*TRABALHO PEDIDO*.
**A)** No texto sobre as competências dos governantes, para que serve a competência ética?
**B)** Indica se cada afirmação está de acordo com o texto sobre as competências dos governantes, citando as palavras decisivas: (i) Os detentores de cargos públicos precisam de três ordens de competências. (ii) A exigência de competência ética aplica-se apenas aos eleitos em democracia. (iii) O camponês da antiguidade votava no seu monarca.
**C)** Prossegue o texto sobre as competências dos governantes a partir da última frase apresentada.

*TEXTO FORNECIDO*.
Por Rosário Luz
Os detentores de cargos público precisam ter três ordens de competências: ética, técnica e política. A competência ética é para garantir que o poder será utilizado pelas razões certas. Esta regra não se restringe aos eleitos em democracia; desde a organização do Estado, há normas que regulam o comportamento dos governantes. Se, por um lado, a divindade de um faraó só poderia ser questionada sob pena de morte; por outro lado, os seus deveres económicos, administrativos e rituais para com os seus súbditos também não poderiam ser por ele ignorados – muitas vezes sob pena de rebelião ou morte violenta. O camponês da antiguidade não votava no seu monarca; mas, tal como o eleitor ludibriado do presente, sabia quando este faltava nos seus deveres para com ele e para com a nação.
Porém, lá diz o ditado, de boas intenções está o inferno cheio; portanto, um bom governante não precisa apenas querer fazer o bem, precisa saber fazê-lo.

*MATERIAL*.
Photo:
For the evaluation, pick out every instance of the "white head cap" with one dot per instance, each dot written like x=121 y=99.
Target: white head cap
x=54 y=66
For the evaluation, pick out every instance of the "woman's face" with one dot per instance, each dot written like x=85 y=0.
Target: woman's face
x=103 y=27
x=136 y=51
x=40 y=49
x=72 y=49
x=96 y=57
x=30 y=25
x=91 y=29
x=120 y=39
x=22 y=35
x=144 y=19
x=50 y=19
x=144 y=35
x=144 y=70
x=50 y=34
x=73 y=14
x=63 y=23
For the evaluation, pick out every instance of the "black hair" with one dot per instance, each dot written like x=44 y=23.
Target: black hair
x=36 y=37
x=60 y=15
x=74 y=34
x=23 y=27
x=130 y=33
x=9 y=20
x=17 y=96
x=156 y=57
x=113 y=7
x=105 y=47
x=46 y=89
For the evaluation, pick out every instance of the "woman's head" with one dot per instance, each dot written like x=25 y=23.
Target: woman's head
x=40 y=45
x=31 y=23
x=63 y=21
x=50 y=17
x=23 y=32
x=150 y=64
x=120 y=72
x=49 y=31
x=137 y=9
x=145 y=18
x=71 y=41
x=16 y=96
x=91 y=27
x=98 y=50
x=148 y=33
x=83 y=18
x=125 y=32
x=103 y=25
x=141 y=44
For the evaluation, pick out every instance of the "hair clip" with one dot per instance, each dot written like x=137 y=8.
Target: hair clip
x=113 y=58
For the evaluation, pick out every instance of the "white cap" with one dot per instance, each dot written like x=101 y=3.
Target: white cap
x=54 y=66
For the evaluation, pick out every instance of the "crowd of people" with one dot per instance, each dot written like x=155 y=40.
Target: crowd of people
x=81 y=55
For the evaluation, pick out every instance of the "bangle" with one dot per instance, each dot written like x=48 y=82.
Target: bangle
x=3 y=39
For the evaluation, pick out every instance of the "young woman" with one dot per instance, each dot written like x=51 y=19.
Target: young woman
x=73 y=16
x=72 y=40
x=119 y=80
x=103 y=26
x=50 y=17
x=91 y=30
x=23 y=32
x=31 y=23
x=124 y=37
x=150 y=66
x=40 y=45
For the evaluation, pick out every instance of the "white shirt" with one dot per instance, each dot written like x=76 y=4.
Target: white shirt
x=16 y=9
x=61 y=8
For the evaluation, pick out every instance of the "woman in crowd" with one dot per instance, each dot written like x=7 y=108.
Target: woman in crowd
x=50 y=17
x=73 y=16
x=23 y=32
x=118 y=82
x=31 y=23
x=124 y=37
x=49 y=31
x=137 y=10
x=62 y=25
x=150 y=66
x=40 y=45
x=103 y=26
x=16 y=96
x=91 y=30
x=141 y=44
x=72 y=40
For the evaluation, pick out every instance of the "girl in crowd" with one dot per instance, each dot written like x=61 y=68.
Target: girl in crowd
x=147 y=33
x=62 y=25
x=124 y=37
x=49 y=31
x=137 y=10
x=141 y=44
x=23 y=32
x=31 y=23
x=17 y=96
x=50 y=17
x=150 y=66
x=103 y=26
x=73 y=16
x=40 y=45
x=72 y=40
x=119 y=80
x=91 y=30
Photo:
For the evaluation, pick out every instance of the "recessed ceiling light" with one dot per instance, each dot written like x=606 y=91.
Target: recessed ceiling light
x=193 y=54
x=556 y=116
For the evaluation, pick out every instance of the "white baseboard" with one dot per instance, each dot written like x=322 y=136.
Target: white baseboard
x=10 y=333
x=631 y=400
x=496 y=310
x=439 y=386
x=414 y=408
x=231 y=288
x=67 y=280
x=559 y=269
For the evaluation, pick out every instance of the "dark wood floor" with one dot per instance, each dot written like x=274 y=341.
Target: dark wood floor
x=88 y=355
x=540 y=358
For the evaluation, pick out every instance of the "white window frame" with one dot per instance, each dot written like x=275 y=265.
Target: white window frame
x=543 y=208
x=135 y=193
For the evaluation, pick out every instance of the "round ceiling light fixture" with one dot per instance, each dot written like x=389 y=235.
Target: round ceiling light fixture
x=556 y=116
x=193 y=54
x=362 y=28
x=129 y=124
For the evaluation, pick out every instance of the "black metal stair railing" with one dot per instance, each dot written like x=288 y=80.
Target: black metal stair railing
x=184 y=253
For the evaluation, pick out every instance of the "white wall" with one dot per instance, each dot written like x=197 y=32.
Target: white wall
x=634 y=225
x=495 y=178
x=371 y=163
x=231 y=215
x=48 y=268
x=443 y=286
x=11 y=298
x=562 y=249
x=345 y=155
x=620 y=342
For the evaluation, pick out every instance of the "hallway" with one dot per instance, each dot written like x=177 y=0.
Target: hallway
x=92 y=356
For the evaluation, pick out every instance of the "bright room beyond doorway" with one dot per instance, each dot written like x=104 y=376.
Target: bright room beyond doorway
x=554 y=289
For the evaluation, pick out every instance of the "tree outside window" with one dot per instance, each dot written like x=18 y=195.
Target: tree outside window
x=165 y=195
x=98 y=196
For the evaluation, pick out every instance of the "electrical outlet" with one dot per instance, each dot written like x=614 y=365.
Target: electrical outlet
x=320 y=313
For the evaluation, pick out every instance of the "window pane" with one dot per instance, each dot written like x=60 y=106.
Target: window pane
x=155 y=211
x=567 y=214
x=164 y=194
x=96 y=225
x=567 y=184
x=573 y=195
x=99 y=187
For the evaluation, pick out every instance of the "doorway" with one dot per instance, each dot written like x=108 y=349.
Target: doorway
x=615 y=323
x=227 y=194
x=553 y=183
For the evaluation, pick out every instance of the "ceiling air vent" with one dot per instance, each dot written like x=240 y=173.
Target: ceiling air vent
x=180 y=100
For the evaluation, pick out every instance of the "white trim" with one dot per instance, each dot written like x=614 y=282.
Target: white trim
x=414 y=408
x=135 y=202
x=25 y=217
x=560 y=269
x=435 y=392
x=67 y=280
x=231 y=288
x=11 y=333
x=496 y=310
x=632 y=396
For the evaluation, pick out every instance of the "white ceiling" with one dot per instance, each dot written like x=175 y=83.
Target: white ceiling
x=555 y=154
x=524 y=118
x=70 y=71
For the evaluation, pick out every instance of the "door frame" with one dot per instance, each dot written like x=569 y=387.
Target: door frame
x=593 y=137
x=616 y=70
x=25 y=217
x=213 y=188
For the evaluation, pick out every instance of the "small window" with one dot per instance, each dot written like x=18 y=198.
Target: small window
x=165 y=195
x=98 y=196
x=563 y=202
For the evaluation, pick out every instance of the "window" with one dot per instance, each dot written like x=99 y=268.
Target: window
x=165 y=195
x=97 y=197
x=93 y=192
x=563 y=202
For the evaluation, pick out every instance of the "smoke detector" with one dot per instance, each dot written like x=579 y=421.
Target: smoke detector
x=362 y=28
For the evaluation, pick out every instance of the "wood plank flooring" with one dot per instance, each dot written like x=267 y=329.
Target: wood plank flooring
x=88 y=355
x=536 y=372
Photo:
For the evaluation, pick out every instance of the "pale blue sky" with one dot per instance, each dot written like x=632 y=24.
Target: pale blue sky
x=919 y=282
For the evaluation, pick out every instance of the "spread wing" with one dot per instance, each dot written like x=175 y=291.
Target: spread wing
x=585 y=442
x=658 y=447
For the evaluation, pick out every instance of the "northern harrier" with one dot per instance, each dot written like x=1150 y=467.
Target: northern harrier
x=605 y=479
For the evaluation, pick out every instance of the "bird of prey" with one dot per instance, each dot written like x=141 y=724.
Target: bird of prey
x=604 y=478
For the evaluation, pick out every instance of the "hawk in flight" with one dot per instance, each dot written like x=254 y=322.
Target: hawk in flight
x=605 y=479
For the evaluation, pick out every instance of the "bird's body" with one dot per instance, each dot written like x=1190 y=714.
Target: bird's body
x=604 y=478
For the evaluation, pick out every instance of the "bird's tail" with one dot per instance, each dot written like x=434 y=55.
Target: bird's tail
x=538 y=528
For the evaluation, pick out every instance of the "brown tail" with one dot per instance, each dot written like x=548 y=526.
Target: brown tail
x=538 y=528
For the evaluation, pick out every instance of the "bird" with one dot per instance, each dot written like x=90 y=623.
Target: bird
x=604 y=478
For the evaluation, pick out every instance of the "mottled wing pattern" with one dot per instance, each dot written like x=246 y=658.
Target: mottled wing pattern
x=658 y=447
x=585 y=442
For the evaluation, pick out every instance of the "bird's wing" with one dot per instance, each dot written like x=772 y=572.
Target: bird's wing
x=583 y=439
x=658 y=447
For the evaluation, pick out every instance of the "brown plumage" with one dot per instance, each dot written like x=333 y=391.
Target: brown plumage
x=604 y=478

*EM RESPOSTA*.
**A)** Serve para garantir que o poder será utilizado pelas razões certas.

**B)**
(i) Sim: "Os detentores de cargos público precisam ter três ordens de competências: ética, técnica e política."
(ii) Não: "Esta regra não se restringe aos eleitos em democracia"
(iii) Não: "O camponês da antiguidade não votava no seu monarca"

**C)**
A segunda ordem de competências necessária à governação refere-se à capacidade de gestão: seja ele príncipe, general ou candidata presidencial, quanto é que a pessoa estudou, trabalhou, lutou, investigou, leu e refletiu no percurso de vida que lhe conduziu ao cargo? As competências técnicas de um líder podem ser formais ou informais; podem ter sido adquiridas na terra ou no mar, em fábricas ou salões, universidades ou campos de batalha; mas devem dotá-lo de um conhecimento prático da sua função; e devem legitimá-lo objetivamente perante o seu universo de governados.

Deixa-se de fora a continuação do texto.